-------- Article

App / Home Blueprint

The Home blueprint handles UI Kit pages for authenticated users. This is the private zone of the app – the structure is presented below:

< PROJECT ROOT >
   |
   |-- app/
   |    |-- base/                     # Base Blueprint - handles the authentication
   |    |-- home/                     # Home Blueprint - serve app pages (private area)
   |         |
   |         |-- templates/           # UI Kit Pages
   |              |
   |              |-- index.html      # Default page
   |              |-- page-404.html   # Error 404 - mandatory page
   |              |-- page-500.html   # Error 500 - mandatory page
   |              |-- page-403.html   # Error 403 - mandatory page
   |              |-- *.html          # All other HTML pages
   |
   |-- requirements.txt               # Development modules - SQLite storage
   |-- requirements-mysql.txt         # Production modules  - Mysql DMBS
   |-- requirements-pqsql.txt         # Production modules  - PostgreSql DMBS
   |
   |-- .env                           # Inject Configuration via Environment
   |-- config.py                      # Set up the app
   |-- run.py                         # Start the app - WSGI gateway
   |
   |-- ************************************************************************

Deployment

The app is provided with a basic configuration to be executed in Docker, Heroku, Gunicorn, and Waitress.

----------------
-------- Data segment

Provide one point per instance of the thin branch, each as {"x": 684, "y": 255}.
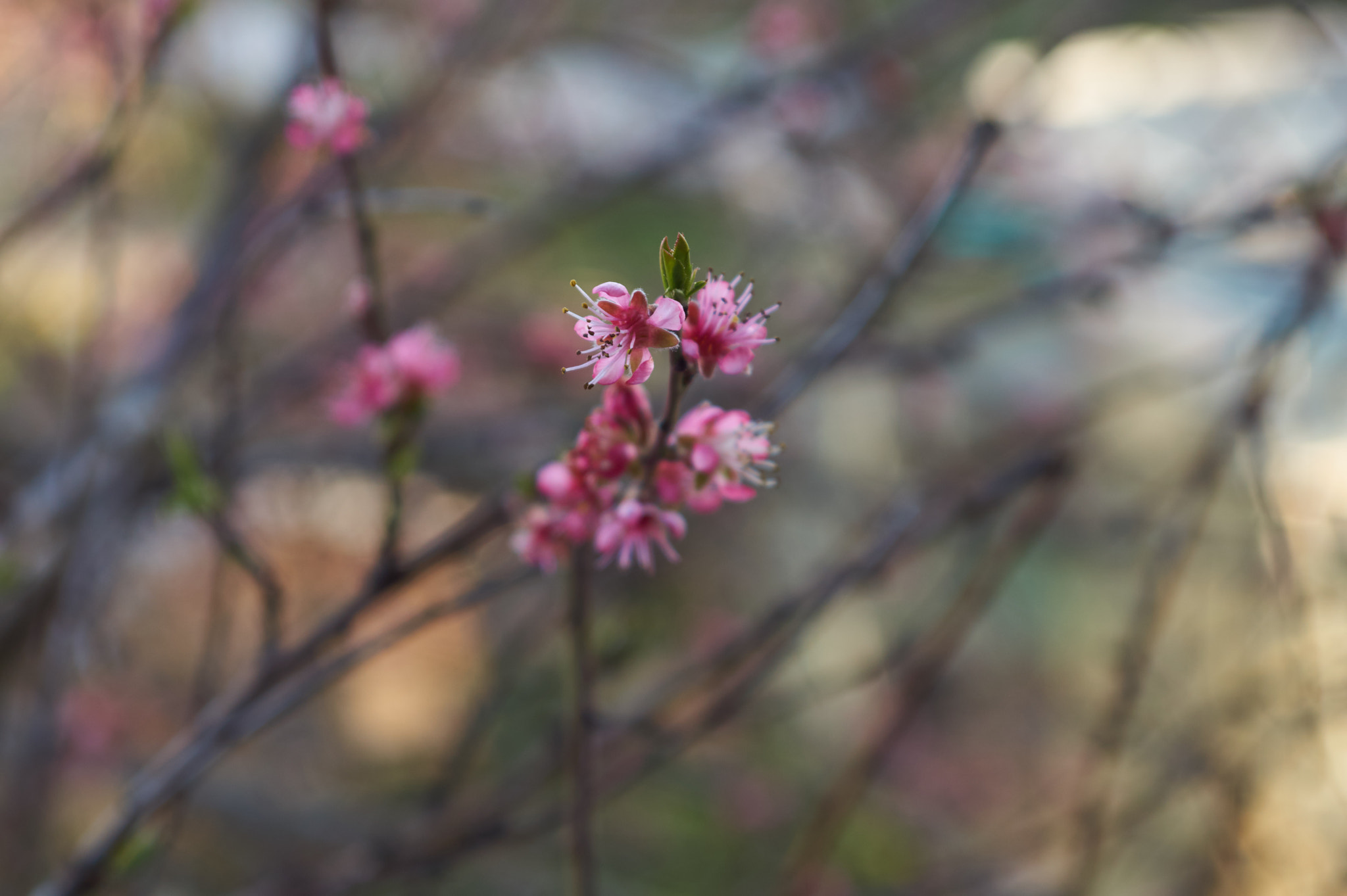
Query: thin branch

----------------

:: Directions ::
**a)** Summarize the Home blueprint text in two sentences.
**b)** Answer these questions from the Home blueprint text:
(i) Which file starts the app?
(ii) Which requirements file holds the production modules for PostgreSQL?
(iii) Which three error pages are marked as mandatory?
**c)** Reproduce the Home blueprint text between "The Home blueprint" and "pages (private area)", inclusive.

:: Responses to the tasks ::
**a)** The Home blueprint handles the UI Kit pages for authenticated users and serves as the private zone of the app, while the base blueprint handles authentication. The app ships with a basic configuration for running in Docker, Heroku, Gunicorn, and Waitress.

**b)**
(i) run.py, the WSGI gateway.
(ii) requirements-pqsql.txt.
(iii) page-404.html, page-500.html, and page-403.html.

**c)**
The Home blueprint handles UI Kit pages for authenticated users. This is the private zone of the app – the structure is presented below:

< PROJECT ROOT >
   |
   |-- app/
   |    |-- base/                     # Base Blueprint - handles the authentication
   |    |-- home/                     # Home Blueprint - serve app pages (private area)